*** Block opens ***
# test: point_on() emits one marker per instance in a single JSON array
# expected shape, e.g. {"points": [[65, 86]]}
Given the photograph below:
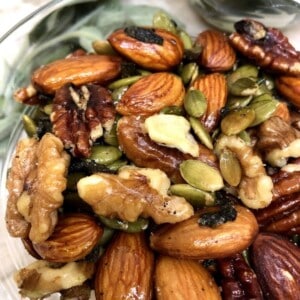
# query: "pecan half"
{"points": [[238, 279], [279, 141], [79, 115], [268, 47]]}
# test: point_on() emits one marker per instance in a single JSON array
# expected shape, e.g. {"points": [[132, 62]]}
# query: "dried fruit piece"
{"points": [[77, 70], [214, 88], [125, 269], [73, 238], [188, 239], [276, 264], [79, 116], [183, 279], [152, 93], [154, 49], [217, 54]]}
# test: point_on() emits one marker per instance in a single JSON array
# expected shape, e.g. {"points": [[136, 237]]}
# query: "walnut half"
*** Block closes ***
Task goal> Line by line, check the data above for the word "shape" and state how many lines contain it. Give only the number.

Solved exercise> 3